Dataset records about object locations
____________________
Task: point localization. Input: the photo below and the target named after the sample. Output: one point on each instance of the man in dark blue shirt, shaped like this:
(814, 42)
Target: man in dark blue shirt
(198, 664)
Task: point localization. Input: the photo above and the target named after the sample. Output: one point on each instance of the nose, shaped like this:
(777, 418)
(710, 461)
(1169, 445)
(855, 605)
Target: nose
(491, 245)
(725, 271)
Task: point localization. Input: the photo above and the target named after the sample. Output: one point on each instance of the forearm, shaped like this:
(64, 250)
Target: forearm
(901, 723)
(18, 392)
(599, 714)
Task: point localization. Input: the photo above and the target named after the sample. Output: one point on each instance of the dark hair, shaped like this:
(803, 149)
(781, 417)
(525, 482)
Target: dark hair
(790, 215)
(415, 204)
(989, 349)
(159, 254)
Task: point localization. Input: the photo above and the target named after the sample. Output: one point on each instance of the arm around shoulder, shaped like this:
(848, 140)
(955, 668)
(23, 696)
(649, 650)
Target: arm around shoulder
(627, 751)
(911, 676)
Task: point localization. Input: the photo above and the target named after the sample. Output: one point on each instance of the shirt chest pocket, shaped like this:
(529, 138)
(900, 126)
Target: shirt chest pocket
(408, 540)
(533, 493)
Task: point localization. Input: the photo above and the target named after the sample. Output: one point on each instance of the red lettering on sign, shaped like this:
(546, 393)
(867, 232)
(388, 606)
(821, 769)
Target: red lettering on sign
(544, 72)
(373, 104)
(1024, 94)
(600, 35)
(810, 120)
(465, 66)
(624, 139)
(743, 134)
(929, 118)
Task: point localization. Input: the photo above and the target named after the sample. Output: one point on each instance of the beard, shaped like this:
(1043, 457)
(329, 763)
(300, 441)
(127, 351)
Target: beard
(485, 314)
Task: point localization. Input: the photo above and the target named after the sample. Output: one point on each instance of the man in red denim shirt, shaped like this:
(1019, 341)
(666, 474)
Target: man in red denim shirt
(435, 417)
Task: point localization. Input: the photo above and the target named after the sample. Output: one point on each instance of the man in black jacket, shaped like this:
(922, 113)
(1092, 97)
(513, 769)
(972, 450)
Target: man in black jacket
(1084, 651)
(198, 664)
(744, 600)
____________________
▸ **What the task asks**: Starting at the first line that contains "black jacket, shaped" and continuing through the last line of the records, copy every line again, requests included. Multiply only the answer point coordinates by 0.4 and round each to a whole number, with halves rounding up, leaving the sample coordinates in the requests unchanged.

▸ **Full answer**:
Task: point localization. Input: the photo above and the target named after the sample. Output: one point on each instance of the man in black jacket, shaped like this:
(922, 113)
(1092, 97)
(513, 769)
(972, 450)
Target: man in black jacket
(434, 260)
(79, 266)
(298, 240)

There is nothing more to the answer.